**Problem:**
From the Poets and Murder article, list every Judge Dee story that the text names as set in Poo-yang.

**Document extract:**

++++++++

Poets and Murder
- First edition (UK)
- Author: Robert van Gulik
- Series: Judge Dee
- Genre: Gong'an fiction, Mystery, Detective novel, Crime
- Publisher: Heinemann
- Publication date: 1968
- Media type: Print
- Pages: 174 pp
- ISBN: 9780434825578
- OCLC: 34722109
- Dewey Decimal: 823/.914 20
- LC Class: PR6057.U45 P64 1996
- Preceded by: Necklace and Calabash
- Followed by: None

= Poets and Murder =

1968 novel by Robert van Gulik

Poets and Murder is a gong'an detective novel written by Robert van Gulik and set in Imperial China (roughly speaking the Tang dynasty). It is a fiction based on the real character of Judge Dee (Ti Jen-chieh or Di Renjie), a magistrate and statesman of the Tang court, who lived roughly 630-700.

The book features eight illustrations by the author along with a detailed layout of the residence where the action takes place.

Poets and Murder was the last Judge Dee novel written by Robert van Gulik. He completed it just before his death from cancer in 1967. The book was published one year after his death.

==Plot introduction==
Judge Dee is a magistrate in the fictional Poo-yang district, a wealthy area through which the Grand Canal of China runs (part of modern-day Jiangsu province). During the mid-autumn festival in the city of Chin-hwa, Judge Dee is a guest of a small group of distinguished scholars. However, he learns during dinner that a young girl has been murdered and the accused is a beautiful poet. She is thought to have whipped her maidservant to death. Then the body of a student is also discovered. The poet is based on Chinese courtesan and poet Yu Xuanji.

Poo-yang was the setting for many Judge Dee stories including: The Emperor's Pearl, The Chinese Bell Murders, Necklace and Calabash, and The Red Pavilion.

The book was also published in the US under the title of The Fox Magic Murders.

==Background==
The case of the poet is based on a real case, concerning Yü Hsüan-chi.

++++++++

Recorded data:
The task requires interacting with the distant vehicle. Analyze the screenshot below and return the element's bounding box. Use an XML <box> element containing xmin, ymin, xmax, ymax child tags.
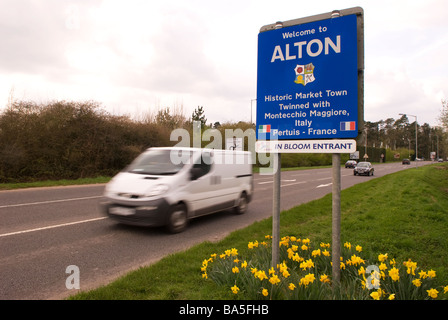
<box><xmin>345</xmin><ymin>160</ymin><xmax>356</xmax><ymax>168</ymax></box>
<box><xmin>353</xmin><ymin>162</ymin><xmax>375</xmax><ymax>176</ymax></box>
<box><xmin>101</xmin><ymin>148</ymin><xmax>253</xmax><ymax>233</ymax></box>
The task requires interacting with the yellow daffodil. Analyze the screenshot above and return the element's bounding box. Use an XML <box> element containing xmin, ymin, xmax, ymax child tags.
<box><xmin>418</xmin><ymin>270</ymin><xmax>428</xmax><ymax>279</ymax></box>
<box><xmin>358</xmin><ymin>266</ymin><xmax>366</xmax><ymax>276</ymax></box>
<box><xmin>255</xmin><ymin>270</ymin><xmax>268</xmax><ymax>281</ymax></box>
<box><xmin>269</xmin><ymin>274</ymin><xmax>280</xmax><ymax>284</ymax></box>
<box><xmin>370</xmin><ymin>289</ymin><xmax>383</xmax><ymax>300</ymax></box>
<box><xmin>426</xmin><ymin>289</ymin><xmax>439</xmax><ymax>299</ymax></box>
<box><xmin>389</xmin><ymin>267</ymin><xmax>400</xmax><ymax>281</ymax></box>
<box><xmin>412</xmin><ymin>279</ymin><xmax>422</xmax><ymax>288</ymax></box>
<box><xmin>319</xmin><ymin>274</ymin><xmax>330</xmax><ymax>283</ymax></box>
<box><xmin>378</xmin><ymin>253</ymin><xmax>387</xmax><ymax>262</ymax></box>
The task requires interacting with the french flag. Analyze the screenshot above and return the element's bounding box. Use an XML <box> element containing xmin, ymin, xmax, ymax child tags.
<box><xmin>341</xmin><ymin>121</ymin><xmax>356</xmax><ymax>131</ymax></box>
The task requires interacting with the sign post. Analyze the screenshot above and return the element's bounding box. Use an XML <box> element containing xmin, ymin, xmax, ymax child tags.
<box><xmin>256</xmin><ymin>7</ymin><xmax>364</xmax><ymax>284</ymax></box>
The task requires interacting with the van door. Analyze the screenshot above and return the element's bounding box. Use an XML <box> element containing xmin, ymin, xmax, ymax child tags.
<box><xmin>186</xmin><ymin>151</ymin><xmax>228</xmax><ymax>216</ymax></box>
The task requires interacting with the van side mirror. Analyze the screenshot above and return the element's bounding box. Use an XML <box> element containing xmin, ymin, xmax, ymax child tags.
<box><xmin>190</xmin><ymin>168</ymin><xmax>202</xmax><ymax>180</ymax></box>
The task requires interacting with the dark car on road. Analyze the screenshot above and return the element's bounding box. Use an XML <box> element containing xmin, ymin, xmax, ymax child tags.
<box><xmin>345</xmin><ymin>160</ymin><xmax>356</xmax><ymax>168</ymax></box>
<box><xmin>353</xmin><ymin>162</ymin><xmax>375</xmax><ymax>176</ymax></box>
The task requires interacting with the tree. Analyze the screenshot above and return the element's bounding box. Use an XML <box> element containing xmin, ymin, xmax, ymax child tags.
<box><xmin>191</xmin><ymin>106</ymin><xmax>207</xmax><ymax>127</ymax></box>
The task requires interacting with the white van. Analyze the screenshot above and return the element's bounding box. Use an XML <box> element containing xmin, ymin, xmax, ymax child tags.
<box><xmin>101</xmin><ymin>147</ymin><xmax>253</xmax><ymax>233</ymax></box>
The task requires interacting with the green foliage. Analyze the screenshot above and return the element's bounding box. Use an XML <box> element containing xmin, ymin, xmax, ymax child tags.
<box><xmin>0</xmin><ymin>101</ymin><xmax>184</xmax><ymax>183</ymax></box>
<box><xmin>71</xmin><ymin>163</ymin><xmax>448</xmax><ymax>300</ymax></box>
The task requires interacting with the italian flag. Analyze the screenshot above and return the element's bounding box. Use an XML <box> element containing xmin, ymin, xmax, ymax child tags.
<box><xmin>258</xmin><ymin>124</ymin><xmax>271</xmax><ymax>133</ymax></box>
<box><xmin>341</xmin><ymin>121</ymin><xmax>356</xmax><ymax>131</ymax></box>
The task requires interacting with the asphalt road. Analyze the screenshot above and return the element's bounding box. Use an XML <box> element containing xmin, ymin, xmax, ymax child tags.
<box><xmin>0</xmin><ymin>163</ymin><xmax>424</xmax><ymax>300</ymax></box>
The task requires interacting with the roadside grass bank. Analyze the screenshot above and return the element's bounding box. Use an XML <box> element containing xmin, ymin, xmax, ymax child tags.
<box><xmin>69</xmin><ymin>163</ymin><xmax>448</xmax><ymax>300</ymax></box>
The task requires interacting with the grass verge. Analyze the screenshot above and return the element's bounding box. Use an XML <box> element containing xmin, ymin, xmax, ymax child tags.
<box><xmin>0</xmin><ymin>177</ymin><xmax>111</xmax><ymax>190</ymax></box>
<box><xmin>70</xmin><ymin>164</ymin><xmax>448</xmax><ymax>300</ymax></box>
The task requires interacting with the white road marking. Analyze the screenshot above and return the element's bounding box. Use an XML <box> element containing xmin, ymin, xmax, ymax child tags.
<box><xmin>0</xmin><ymin>217</ymin><xmax>107</xmax><ymax>237</ymax></box>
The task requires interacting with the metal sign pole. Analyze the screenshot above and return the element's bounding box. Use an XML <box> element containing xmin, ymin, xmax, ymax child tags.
<box><xmin>271</xmin><ymin>153</ymin><xmax>282</xmax><ymax>268</ymax></box>
<box><xmin>331</xmin><ymin>153</ymin><xmax>341</xmax><ymax>288</ymax></box>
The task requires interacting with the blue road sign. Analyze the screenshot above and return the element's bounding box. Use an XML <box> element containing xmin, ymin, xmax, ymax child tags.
<box><xmin>256</xmin><ymin>14</ymin><xmax>358</xmax><ymax>140</ymax></box>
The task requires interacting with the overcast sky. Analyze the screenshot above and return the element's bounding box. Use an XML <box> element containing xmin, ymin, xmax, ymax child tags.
<box><xmin>0</xmin><ymin>0</ymin><xmax>448</xmax><ymax>126</ymax></box>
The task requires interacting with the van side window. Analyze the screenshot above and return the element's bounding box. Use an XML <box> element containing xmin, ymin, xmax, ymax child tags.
<box><xmin>193</xmin><ymin>153</ymin><xmax>211</xmax><ymax>178</ymax></box>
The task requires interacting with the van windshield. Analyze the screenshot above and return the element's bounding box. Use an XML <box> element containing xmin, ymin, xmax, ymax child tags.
<box><xmin>127</xmin><ymin>150</ymin><xmax>188</xmax><ymax>175</ymax></box>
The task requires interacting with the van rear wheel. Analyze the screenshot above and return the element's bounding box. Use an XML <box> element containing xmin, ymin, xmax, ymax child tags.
<box><xmin>234</xmin><ymin>192</ymin><xmax>248</xmax><ymax>214</ymax></box>
<box><xmin>166</xmin><ymin>204</ymin><xmax>188</xmax><ymax>233</ymax></box>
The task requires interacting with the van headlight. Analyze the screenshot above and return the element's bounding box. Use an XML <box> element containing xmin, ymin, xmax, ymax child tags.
<box><xmin>145</xmin><ymin>184</ymin><xmax>169</xmax><ymax>197</ymax></box>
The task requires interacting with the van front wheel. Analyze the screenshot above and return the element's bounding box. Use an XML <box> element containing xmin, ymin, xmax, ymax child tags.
<box><xmin>235</xmin><ymin>192</ymin><xmax>248</xmax><ymax>214</ymax></box>
<box><xmin>166</xmin><ymin>204</ymin><xmax>188</xmax><ymax>233</ymax></box>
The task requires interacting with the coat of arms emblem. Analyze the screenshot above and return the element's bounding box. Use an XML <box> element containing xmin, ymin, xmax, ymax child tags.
<box><xmin>294</xmin><ymin>63</ymin><xmax>316</xmax><ymax>86</ymax></box>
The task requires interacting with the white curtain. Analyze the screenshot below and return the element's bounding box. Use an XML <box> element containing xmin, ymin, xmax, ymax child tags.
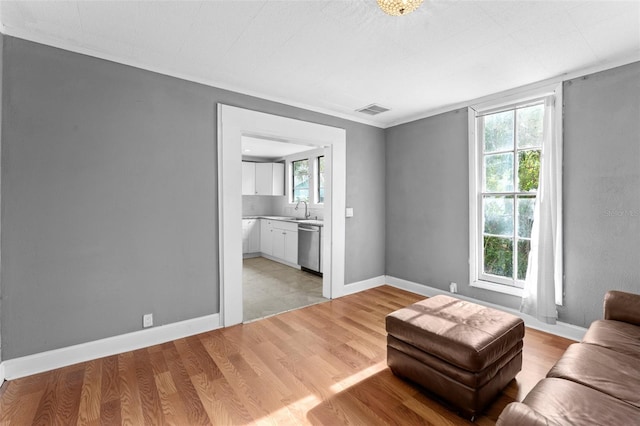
<box><xmin>520</xmin><ymin>96</ymin><xmax>563</xmax><ymax>324</ymax></box>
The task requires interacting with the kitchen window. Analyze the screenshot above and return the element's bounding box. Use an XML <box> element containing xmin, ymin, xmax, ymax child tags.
<box><xmin>290</xmin><ymin>159</ymin><xmax>310</xmax><ymax>203</ymax></box>
<box><xmin>469</xmin><ymin>84</ymin><xmax>561</xmax><ymax>296</ymax></box>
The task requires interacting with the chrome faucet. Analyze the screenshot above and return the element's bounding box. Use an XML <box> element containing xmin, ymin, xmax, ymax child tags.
<box><xmin>294</xmin><ymin>200</ymin><xmax>311</xmax><ymax>219</ymax></box>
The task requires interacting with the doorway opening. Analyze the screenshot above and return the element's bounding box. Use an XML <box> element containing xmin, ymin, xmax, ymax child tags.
<box><xmin>218</xmin><ymin>104</ymin><xmax>346</xmax><ymax>327</ymax></box>
<box><xmin>241</xmin><ymin>135</ymin><xmax>329</xmax><ymax>323</ymax></box>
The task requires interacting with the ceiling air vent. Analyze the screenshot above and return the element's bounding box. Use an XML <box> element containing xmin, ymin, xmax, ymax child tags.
<box><xmin>356</xmin><ymin>104</ymin><xmax>390</xmax><ymax>115</ymax></box>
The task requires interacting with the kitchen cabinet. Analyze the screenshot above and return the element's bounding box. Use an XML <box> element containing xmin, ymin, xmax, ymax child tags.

++++++++

**Result of the exercise:**
The Emperor's Pearl, The Chinese Bell Murders, Necklace and Calabash, The Red Pavilion